═══ Records for the exercise ═══
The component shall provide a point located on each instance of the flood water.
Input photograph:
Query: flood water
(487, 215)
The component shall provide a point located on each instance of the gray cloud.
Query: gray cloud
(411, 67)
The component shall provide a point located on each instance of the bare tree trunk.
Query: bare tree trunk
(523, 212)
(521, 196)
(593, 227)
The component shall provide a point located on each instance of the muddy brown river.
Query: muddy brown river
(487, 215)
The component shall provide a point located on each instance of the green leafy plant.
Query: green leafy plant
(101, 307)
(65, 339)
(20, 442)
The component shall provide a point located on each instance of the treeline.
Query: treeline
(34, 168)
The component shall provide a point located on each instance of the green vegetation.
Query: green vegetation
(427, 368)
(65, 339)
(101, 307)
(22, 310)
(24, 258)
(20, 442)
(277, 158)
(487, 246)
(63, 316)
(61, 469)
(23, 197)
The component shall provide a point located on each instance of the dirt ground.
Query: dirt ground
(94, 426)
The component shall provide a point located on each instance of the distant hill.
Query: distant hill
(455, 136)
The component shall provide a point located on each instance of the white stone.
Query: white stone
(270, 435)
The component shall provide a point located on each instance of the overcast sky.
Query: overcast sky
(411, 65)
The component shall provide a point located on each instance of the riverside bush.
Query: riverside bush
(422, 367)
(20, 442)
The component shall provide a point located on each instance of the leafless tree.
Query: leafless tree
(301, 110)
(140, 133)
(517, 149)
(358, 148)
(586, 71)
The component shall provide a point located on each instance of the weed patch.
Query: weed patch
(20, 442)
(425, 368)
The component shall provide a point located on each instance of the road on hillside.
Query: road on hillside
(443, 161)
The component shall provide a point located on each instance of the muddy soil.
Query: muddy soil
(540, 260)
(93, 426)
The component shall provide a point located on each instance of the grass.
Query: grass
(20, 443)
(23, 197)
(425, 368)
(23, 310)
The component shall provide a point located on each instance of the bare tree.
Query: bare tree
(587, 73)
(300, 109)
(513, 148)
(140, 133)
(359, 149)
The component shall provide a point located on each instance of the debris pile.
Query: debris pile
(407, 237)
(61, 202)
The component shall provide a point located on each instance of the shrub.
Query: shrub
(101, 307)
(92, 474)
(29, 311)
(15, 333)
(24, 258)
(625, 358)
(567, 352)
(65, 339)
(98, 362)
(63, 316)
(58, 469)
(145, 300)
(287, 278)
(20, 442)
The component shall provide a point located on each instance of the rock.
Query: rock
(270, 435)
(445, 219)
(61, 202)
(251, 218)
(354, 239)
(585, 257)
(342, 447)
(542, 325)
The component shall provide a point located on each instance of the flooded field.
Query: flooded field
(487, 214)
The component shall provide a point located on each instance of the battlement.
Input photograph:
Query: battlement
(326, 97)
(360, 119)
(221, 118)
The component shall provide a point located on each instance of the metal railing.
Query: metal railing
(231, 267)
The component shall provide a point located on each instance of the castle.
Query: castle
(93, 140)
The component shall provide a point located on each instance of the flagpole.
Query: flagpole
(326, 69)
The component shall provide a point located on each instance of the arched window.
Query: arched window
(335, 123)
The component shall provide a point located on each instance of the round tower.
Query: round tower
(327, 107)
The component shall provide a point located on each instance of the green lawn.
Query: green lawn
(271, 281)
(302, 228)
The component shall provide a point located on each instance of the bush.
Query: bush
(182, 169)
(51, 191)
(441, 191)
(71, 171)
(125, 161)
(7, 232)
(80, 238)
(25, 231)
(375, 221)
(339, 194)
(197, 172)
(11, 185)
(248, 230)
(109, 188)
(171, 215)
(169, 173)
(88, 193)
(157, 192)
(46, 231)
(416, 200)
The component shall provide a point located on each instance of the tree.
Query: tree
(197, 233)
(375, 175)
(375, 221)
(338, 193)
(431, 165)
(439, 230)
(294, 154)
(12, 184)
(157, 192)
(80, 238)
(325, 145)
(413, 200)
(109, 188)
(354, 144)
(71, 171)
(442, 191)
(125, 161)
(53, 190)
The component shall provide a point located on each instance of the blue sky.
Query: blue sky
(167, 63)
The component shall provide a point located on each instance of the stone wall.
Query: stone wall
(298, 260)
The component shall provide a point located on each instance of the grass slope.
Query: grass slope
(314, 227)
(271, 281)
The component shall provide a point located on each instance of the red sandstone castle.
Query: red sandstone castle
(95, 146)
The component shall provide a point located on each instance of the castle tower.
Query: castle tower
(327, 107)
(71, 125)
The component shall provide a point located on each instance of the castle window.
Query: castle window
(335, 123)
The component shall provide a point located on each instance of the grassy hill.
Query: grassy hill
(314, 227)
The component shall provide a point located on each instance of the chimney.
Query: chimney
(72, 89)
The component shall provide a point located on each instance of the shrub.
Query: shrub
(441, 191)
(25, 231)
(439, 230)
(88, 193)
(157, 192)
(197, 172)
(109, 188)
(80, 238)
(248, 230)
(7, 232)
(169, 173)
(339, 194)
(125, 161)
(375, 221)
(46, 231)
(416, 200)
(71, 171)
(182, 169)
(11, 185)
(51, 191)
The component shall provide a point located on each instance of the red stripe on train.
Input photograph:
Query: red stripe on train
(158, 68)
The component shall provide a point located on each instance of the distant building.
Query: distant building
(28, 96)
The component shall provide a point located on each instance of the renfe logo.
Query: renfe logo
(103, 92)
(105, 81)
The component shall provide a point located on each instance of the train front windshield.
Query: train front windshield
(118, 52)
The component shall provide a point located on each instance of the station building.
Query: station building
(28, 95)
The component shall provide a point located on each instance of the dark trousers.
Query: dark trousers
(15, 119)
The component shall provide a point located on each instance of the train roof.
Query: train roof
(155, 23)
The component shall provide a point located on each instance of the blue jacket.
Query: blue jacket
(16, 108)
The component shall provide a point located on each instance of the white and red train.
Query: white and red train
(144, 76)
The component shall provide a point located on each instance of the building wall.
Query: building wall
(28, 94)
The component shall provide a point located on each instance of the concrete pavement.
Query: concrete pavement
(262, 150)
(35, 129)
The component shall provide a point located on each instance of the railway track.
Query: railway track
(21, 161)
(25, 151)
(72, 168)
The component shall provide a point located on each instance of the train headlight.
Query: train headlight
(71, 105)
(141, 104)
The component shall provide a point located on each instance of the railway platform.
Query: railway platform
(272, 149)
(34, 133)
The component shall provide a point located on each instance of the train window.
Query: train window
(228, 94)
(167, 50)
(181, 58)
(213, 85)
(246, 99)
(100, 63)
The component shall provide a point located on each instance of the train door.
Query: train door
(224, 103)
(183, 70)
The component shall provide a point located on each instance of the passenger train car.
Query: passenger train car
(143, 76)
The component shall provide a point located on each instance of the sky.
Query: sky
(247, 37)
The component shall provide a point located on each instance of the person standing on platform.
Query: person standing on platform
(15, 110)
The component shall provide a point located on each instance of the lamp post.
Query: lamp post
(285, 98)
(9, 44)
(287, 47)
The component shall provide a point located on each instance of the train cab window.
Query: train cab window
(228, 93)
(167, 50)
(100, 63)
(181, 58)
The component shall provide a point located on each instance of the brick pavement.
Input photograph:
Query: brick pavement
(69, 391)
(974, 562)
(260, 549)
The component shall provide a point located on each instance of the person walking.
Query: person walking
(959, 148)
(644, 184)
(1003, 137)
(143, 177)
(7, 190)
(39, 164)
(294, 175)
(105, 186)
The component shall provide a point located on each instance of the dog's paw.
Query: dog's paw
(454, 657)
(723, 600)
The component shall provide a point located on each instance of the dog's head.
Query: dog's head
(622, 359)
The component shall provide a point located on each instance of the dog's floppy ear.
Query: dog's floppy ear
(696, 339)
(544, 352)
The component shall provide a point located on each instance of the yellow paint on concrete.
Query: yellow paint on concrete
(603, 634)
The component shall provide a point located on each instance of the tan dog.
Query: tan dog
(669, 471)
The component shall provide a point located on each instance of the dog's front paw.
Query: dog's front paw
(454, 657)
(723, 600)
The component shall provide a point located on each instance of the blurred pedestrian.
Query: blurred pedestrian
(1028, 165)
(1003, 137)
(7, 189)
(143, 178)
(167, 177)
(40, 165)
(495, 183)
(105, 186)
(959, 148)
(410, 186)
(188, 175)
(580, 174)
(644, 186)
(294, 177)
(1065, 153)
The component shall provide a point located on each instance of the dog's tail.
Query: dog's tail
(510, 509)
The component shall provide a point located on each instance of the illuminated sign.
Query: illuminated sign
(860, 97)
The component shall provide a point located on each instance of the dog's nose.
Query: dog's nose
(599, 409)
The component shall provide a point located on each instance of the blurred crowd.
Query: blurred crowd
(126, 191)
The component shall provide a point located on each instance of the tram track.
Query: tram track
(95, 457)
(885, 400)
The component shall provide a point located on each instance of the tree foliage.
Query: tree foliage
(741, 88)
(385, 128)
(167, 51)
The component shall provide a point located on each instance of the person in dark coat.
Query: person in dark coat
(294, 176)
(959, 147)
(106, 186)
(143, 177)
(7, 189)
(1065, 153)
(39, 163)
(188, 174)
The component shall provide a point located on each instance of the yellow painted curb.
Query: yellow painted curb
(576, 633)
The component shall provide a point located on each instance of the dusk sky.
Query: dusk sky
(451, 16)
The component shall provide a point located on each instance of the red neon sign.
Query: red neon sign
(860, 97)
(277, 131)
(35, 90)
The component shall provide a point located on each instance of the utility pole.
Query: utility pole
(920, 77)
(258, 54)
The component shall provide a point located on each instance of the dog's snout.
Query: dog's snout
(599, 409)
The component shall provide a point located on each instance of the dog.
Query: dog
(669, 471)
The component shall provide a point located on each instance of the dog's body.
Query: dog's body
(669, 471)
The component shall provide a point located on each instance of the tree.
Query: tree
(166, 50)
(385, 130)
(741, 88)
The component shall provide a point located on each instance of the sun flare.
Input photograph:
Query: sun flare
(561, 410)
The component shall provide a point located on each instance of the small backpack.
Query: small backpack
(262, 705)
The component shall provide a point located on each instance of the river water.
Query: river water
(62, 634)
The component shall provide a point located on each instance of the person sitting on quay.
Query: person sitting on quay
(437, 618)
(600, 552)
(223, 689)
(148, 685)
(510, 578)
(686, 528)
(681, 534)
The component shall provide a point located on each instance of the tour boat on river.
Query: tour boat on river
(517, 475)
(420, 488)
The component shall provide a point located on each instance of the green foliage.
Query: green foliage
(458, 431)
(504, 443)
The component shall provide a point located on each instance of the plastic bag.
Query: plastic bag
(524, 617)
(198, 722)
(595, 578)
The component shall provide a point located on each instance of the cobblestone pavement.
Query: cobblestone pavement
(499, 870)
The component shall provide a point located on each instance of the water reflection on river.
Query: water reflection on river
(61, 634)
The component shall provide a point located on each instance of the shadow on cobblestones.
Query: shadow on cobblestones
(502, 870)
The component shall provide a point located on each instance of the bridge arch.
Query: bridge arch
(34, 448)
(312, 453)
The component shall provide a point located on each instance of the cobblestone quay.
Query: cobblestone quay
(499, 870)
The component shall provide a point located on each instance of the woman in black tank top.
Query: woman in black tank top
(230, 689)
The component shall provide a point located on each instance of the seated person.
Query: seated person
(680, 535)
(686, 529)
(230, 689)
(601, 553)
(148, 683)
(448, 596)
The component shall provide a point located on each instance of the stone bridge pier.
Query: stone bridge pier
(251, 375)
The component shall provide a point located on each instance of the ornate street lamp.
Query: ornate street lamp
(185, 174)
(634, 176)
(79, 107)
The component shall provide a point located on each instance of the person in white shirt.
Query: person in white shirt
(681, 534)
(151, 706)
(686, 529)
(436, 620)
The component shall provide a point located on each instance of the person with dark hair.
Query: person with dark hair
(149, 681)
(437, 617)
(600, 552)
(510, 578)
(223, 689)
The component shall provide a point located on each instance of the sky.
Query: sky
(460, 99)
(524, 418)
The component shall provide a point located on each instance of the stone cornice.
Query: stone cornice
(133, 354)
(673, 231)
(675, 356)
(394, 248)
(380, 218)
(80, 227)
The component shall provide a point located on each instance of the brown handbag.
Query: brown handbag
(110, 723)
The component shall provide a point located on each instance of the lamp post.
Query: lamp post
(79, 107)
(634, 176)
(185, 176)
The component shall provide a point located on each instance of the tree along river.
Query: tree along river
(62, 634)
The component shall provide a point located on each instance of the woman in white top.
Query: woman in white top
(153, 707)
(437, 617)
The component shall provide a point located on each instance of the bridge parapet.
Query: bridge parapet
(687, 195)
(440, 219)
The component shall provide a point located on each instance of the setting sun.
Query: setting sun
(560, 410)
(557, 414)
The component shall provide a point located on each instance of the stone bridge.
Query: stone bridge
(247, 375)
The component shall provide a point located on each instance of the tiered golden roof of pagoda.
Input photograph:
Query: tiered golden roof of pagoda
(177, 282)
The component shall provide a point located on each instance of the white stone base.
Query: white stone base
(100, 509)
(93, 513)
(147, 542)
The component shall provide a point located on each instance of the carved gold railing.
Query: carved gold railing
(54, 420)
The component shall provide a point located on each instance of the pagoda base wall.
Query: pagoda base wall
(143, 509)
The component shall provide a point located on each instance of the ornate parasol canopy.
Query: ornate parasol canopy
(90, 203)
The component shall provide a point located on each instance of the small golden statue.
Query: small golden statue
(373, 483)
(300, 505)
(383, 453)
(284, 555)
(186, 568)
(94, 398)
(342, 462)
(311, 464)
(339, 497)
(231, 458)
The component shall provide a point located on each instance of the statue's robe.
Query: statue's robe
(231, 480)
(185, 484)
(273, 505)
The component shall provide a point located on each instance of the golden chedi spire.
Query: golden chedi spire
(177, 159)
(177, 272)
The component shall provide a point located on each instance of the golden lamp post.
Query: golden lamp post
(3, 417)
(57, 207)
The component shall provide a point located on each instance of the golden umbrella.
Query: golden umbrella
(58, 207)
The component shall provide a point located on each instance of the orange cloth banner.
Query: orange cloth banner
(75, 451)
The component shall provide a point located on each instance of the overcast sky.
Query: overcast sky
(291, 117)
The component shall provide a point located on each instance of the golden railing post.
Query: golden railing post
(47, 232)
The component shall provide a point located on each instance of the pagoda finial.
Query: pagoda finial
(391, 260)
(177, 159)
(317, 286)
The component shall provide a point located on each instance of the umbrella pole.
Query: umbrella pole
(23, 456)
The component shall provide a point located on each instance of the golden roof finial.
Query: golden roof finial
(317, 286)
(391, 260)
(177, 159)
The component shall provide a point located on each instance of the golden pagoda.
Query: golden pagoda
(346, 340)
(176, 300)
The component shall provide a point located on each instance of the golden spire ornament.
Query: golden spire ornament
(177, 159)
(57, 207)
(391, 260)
═══
### Task details
Turn the items from the line containing "the umbrella pole." through the last item into a two-column CSV with the headers item_text and answer, giving one row per item. Enclose each field in double quotes and replace any line breaks within a field with spaces.

### Expected answer
item_text,answer
"The component shall provide a point located on each instance of the umbrella pole. Query: umbrella pole","(23, 456)"
"The component shall provide a point located on each instance of the golden roof finial. Query: golden roof finial","(317, 286) (391, 260) (177, 159)"
"The component shall provide a point located on each instance of the golden pagoda. Query: golden pagoda","(346, 340) (176, 300)"
"The component shall provide a point located on each instance of the golden spire ornament. Query: golden spire ornament","(177, 159) (57, 207) (391, 260)"